- [Your instructions]: How many lines in the records below contain the word "trousers"? Reply with the number only.

- [Listed entries]:
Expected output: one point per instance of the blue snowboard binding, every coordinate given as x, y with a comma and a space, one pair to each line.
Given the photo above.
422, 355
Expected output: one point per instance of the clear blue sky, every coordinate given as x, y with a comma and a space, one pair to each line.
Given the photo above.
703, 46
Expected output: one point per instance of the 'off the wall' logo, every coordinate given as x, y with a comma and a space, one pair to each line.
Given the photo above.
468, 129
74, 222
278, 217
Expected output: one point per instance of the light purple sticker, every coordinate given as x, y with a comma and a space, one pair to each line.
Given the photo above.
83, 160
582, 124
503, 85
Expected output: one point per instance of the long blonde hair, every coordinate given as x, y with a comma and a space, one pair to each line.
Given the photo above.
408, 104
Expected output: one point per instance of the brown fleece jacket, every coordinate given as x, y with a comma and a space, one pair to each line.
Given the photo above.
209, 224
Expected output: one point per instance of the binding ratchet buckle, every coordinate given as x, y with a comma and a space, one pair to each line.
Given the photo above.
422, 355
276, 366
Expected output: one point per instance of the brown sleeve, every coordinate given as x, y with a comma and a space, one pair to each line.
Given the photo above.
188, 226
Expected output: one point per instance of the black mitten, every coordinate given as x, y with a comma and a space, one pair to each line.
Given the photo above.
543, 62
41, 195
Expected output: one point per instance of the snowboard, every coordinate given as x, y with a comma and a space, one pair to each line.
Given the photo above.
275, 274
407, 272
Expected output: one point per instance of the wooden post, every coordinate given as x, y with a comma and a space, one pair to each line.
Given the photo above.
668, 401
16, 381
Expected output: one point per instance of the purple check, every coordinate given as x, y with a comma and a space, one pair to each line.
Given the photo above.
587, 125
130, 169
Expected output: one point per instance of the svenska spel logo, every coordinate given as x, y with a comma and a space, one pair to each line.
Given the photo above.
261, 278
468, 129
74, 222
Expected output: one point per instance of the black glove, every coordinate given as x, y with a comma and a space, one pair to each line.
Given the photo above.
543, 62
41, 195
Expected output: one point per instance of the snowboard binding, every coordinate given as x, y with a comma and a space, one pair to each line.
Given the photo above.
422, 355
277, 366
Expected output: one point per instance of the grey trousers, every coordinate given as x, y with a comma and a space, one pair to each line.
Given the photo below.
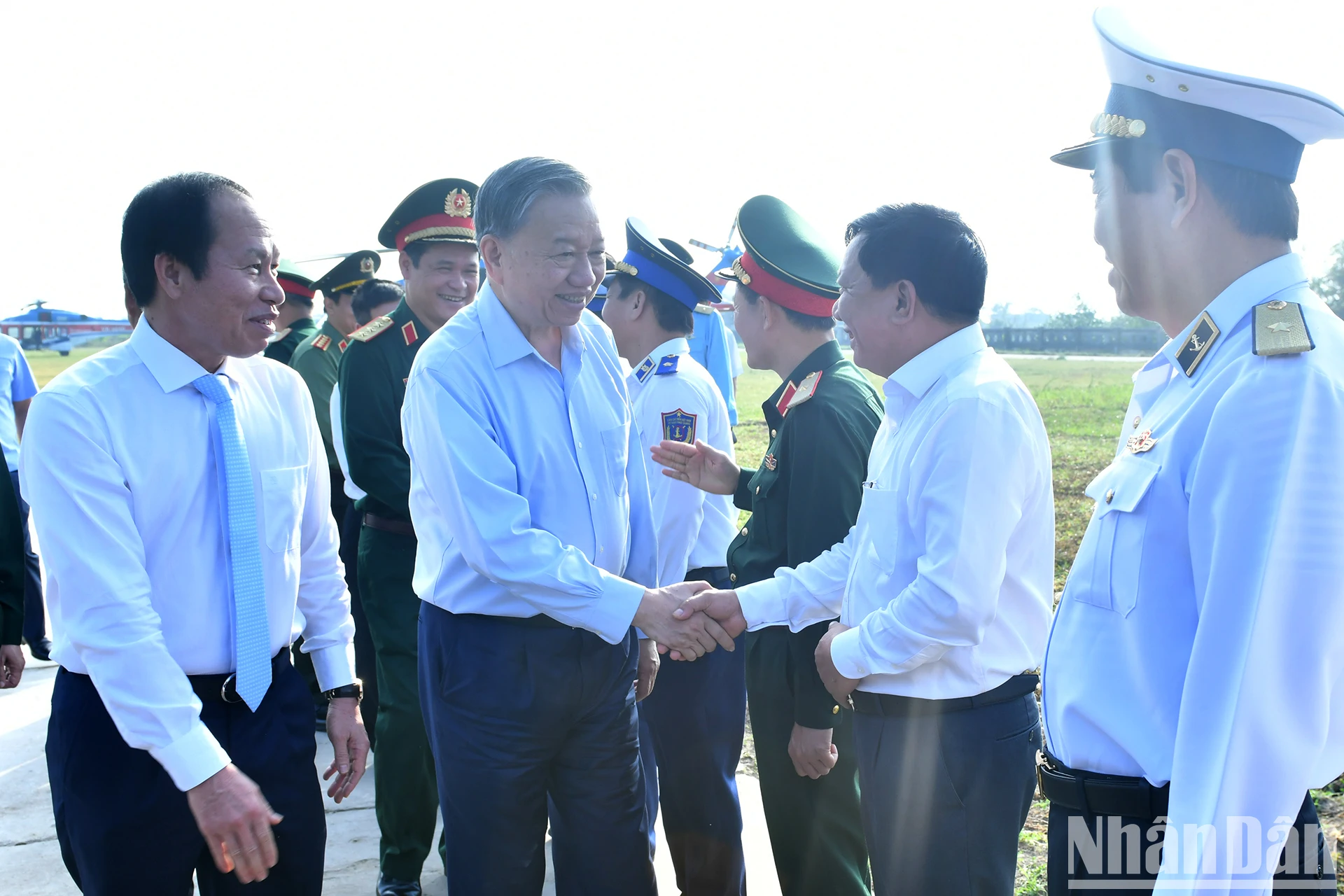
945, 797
==
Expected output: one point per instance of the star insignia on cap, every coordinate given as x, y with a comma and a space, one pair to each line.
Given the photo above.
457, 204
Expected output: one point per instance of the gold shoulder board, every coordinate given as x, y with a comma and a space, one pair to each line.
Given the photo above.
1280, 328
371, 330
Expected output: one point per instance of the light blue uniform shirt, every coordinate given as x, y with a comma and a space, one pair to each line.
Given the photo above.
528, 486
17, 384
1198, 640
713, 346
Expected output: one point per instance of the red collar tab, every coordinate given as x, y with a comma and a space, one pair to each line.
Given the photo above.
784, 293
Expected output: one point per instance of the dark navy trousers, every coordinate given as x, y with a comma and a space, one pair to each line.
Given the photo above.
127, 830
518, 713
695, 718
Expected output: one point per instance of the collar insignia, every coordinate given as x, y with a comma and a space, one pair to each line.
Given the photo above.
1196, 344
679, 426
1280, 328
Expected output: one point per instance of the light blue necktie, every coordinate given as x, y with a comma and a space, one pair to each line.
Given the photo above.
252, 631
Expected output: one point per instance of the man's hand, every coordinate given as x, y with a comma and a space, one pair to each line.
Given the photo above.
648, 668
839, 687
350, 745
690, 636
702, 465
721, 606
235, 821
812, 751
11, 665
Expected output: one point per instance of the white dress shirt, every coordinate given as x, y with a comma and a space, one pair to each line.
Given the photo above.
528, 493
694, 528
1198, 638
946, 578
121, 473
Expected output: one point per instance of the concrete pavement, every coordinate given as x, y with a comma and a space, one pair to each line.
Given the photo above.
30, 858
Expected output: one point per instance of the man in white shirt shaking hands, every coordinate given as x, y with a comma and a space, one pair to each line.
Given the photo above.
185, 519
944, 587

- [Task result]: 2